Retype the listing without any alteration.

### Extracted data ###

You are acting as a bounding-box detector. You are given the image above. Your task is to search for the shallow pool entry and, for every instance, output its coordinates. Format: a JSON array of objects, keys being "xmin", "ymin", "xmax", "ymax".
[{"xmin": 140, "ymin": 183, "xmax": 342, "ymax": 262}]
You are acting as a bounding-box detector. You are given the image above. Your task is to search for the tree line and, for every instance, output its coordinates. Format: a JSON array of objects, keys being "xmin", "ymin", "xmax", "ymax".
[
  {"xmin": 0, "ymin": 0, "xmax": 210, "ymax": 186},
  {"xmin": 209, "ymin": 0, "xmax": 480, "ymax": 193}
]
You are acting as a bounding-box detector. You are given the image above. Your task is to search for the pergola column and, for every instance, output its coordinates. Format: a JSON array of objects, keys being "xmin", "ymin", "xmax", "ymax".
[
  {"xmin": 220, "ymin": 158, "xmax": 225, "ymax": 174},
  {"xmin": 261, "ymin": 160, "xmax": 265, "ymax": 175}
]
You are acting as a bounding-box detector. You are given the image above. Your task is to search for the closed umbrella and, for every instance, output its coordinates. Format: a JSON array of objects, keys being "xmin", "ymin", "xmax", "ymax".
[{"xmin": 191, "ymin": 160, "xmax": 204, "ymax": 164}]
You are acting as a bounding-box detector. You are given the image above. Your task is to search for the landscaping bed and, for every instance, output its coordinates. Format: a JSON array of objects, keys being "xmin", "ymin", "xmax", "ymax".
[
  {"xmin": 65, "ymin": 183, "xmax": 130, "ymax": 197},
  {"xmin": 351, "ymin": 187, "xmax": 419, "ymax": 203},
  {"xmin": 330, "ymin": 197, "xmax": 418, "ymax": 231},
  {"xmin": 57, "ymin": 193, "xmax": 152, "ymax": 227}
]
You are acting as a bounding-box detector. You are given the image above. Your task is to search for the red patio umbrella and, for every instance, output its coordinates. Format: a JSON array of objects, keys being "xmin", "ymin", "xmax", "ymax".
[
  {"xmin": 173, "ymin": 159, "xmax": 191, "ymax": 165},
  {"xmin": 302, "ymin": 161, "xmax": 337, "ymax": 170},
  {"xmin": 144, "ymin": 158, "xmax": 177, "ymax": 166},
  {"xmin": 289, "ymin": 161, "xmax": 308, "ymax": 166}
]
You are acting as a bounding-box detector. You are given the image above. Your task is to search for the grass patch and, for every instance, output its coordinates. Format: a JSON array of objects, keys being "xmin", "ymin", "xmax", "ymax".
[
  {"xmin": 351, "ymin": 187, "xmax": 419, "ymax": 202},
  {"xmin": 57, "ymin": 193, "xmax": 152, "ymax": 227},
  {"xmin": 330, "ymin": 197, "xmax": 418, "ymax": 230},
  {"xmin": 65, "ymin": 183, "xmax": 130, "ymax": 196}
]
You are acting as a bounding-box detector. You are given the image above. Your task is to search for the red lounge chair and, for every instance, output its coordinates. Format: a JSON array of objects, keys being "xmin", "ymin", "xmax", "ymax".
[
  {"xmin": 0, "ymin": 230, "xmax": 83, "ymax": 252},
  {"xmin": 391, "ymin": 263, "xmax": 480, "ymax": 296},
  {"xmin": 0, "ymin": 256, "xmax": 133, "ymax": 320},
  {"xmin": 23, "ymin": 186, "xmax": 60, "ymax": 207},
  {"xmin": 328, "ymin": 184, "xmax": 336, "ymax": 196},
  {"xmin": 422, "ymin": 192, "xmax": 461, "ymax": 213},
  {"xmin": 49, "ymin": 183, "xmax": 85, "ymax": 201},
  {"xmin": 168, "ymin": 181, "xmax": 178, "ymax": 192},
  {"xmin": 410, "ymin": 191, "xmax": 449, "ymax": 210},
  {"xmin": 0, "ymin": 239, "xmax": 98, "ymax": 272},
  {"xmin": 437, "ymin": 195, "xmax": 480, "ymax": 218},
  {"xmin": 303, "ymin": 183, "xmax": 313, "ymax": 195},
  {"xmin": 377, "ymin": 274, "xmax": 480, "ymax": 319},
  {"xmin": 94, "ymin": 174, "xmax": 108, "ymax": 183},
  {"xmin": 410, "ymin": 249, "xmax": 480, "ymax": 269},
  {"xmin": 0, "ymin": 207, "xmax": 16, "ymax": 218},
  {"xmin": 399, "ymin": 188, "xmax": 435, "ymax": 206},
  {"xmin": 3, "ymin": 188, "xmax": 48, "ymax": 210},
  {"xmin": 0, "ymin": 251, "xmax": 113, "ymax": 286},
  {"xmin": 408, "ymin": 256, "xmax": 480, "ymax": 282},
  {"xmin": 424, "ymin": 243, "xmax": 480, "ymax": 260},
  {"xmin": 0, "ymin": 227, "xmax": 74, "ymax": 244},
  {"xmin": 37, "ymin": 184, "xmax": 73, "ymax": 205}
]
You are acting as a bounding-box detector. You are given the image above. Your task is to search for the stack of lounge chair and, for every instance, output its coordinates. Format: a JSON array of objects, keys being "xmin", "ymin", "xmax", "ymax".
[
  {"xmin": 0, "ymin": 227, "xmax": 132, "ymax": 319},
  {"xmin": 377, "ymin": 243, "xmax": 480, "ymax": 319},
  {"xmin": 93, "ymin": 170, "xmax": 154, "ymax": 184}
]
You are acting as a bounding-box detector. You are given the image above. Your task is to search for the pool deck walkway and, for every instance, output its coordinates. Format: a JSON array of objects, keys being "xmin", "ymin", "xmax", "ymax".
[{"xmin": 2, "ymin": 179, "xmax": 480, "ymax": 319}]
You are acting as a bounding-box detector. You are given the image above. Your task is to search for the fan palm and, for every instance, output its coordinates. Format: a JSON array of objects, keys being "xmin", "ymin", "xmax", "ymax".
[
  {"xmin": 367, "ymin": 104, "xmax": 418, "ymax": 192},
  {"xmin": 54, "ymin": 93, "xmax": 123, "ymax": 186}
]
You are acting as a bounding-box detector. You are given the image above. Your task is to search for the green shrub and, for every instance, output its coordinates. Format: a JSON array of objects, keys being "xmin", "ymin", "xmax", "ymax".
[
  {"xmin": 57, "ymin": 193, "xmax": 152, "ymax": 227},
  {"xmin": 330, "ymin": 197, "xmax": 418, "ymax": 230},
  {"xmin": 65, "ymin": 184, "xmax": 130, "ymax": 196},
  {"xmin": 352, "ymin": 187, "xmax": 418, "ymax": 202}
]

###

**Answer below**
You are acting as a bounding-box detector. You are given the image above. Your task is to search for the shallow pool entry and, for every instance, output its coordinates. Format: a JSON array of objects, keys being "xmin", "ymin", "xmax", "ymax".
[{"xmin": 140, "ymin": 183, "xmax": 342, "ymax": 262}]
You are acting as a bounding-box detector. You are given the image above. Your task is to search for the tree line and, for every instance, output its coordinates. Format: a JSON array of objects, keys being "xmin", "ymin", "xmax", "ymax".
[
  {"xmin": 0, "ymin": 0, "xmax": 210, "ymax": 186},
  {"xmin": 209, "ymin": 0, "xmax": 480, "ymax": 193}
]
You are acting as a bounding-box detector. You are given the image above. Your task is to search for the pergola column and, for every instance, output its coordinates. Format: a JSON array of objects, keys being "xmin", "ymin", "xmax", "ymax".
[
  {"xmin": 220, "ymin": 158, "xmax": 225, "ymax": 174},
  {"xmin": 261, "ymin": 160, "xmax": 265, "ymax": 175}
]
You are acting as a bounding-box detector. You are given the image above. Your task is to search for the closed umbrella and, for every instance, output its coordinates. Format: a JSON array of objects, keys being "xmin", "ymin", "xmax", "ymax".
[{"xmin": 191, "ymin": 160, "xmax": 204, "ymax": 164}]
You are acting as a bounding-box detector. You are given the image above. Your task is to search for the landscaping bed and, for every instance, output its coordinates. Format: a JSON array of objects, keys being "xmin", "ymin", "xmax", "ymax".
[
  {"xmin": 65, "ymin": 183, "xmax": 130, "ymax": 197},
  {"xmin": 351, "ymin": 187, "xmax": 419, "ymax": 203},
  {"xmin": 330, "ymin": 197, "xmax": 418, "ymax": 231},
  {"xmin": 57, "ymin": 193, "xmax": 152, "ymax": 227}
]
You are acting as a bounding-box detector. You are given the image above. Your task is to search for the red patio umbrella and, for every instance, output its coordinates. Format: a JSON array of objects, keys being "xmin", "ymin", "xmax", "ymax".
[
  {"xmin": 173, "ymin": 159, "xmax": 191, "ymax": 165},
  {"xmin": 302, "ymin": 161, "xmax": 337, "ymax": 170},
  {"xmin": 144, "ymin": 158, "xmax": 177, "ymax": 166},
  {"xmin": 289, "ymin": 161, "xmax": 308, "ymax": 166}
]
You are acting as a bounding-box detector. You are given the image above. Your task is to search for the grass patch and, for every instance, output its coordinates. Format: a JSON array of objects, keys being "xmin", "ymin", "xmax", "ymax".
[
  {"xmin": 351, "ymin": 187, "xmax": 419, "ymax": 202},
  {"xmin": 57, "ymin": 193, "xmax": 152, "ymax": 227},
  {"xmin": 330, "ymin": 197, "xmax": 418, "ymax": 230},
  {"xmin": 65, "ymin": 183, "xmax": 130, "ymax": 196}
]
You are acting as a bounding-box detector. You are given the image above. Your task is to search for the red lounge chair and, for every instance, output its coordinates. Format: a JSON array of objects, keys being "xmin", "ymin", "xmax", "ymax".
[
  {"xmin": 0, "ymin": 230, "xmax": 83, "ymax": 252},
  {"xmin": 391, "ymin": 263, "xmax": 480, "ymax": 296},
  {"xmin": 0, "ymin": 256, "xmax": 133, "ymax": 320},
  {"xmin": 23, "ymin": 186, "xmax": 60, "ymax": 207},
  {"xmin": 328, "ymin": 184, "xmax": 336, "ymax": 196},
  {"xmin": 422, "ymin": 192, "xmax": 461, "ymax": 213},
  {"xmin": 49, "ymin": 183, "xmax": 85, "ymax": 201},
  {"xmin": 168, "ymin": 181, "xmax": 178, "ymax": 192},
  {"xmin": 410, "ymin": 191, "xmax": 449, "ymax": 210},
  {"xmin": 0, "ymin": 239, "xmax": 98, "ymax": 272},
  {"xmin": 437, "ymin": 195, "xmax": 480, "ymax": 218},
  {"xmin": 303, "ymin": 183, "xmax": 313, "ymax": 195},
  {"xmin": 377, "ymin": 274, "xmax": 480, "ymax": 319},
  {"xmin": 94, "ymin": 174, "xmax": 108, "ymax": 183},
  {"xmin": 410, "ymin": 249, "xmax": 480, "ymax": 269},
  {"xmin": 0, "ymin": 207, "xmax": 16, "ymax": 218},
  {"xmin": 399, "ymin": 188, "xmax": 435, "ymax": 206},
  {"xmin": 3, "ymin": 188, "xmax": 48, "ymax": 210},
  {"xmin": 0, "ymin": 251, "xmax": 113, "ymax": 286},
  {"xmin": 408, "ymin": 256, "xmax": 480, "ymax": 282},
  {"xmin": 424, "ymin": 243, "xmax": 480, "ymax": 260},
  {"xmin": 0, "ymin": 227, "xmax": 74, "ymax": 244},
  {"xmin": 37, "ymin": 184, "xmax": 73, "ymax": 205}
]
You are acting as a bounding-box detector. You are given the image above. Your task is to search for the stack of lounge chair and, for every instance, output its coordinates. Format: a JSON array of objects, keys being "xmin", "ymin", "xmax", "ymax".
[
  {"xmin": 0, "ymin": 227, "xmax": 132, "ymax": 319},
  {"xmin": 377, "ymin": 243, "xmax": 480, "ymax": 319},
  {"xmin": 93, "ymin": 170, "xmax": 154, "ymax": 184}
]
You are acting as a bounding-box detector. You are given the image above. Your task is to search for the pool deck walkway and, for every instance, output its coordinates. Format: a JSON array of objects, keys being "xmin", "ymin", "xmax", "ymax".
[{"xmin": 2, "ymin": 179, "xmax": 480, "ymax": 319}]
You are acting as a bounding-box detector. You are given the image above. Your task is to search for the fan palm and, for every instance, output its coordinates. Format: a JSON array of objects, keys being "xmin", "ymin", "xmax", "ymax".
[
  {"xmin": 367, "ymin": 104, "xmax": 418, "ymax": 192},
  {"xmin": 54, "ymin": 93, "xmax": 123, "ymax": 186}
]
You are acting as a bounding-box detector. You are given the image above. Your task is to search for the green shrub and, for every instance, output its coordinates. Format: a JSON array of objects, keys being "xmin", "ymin", "xmax", "ymax".
[
  {"xmin": 57, "ymin": 193, "xmax": 152, "ymax": 227},
  {"xmin": 330, "ymin": 197, "xmax": 418, "ymax": 230},
  {"xmin": 65, "ymin": 184, "xmax": 130, "ymax": 196},
  {"xmin": 352, "ymin": 187, "xmax": 418, "ymax": 202}
]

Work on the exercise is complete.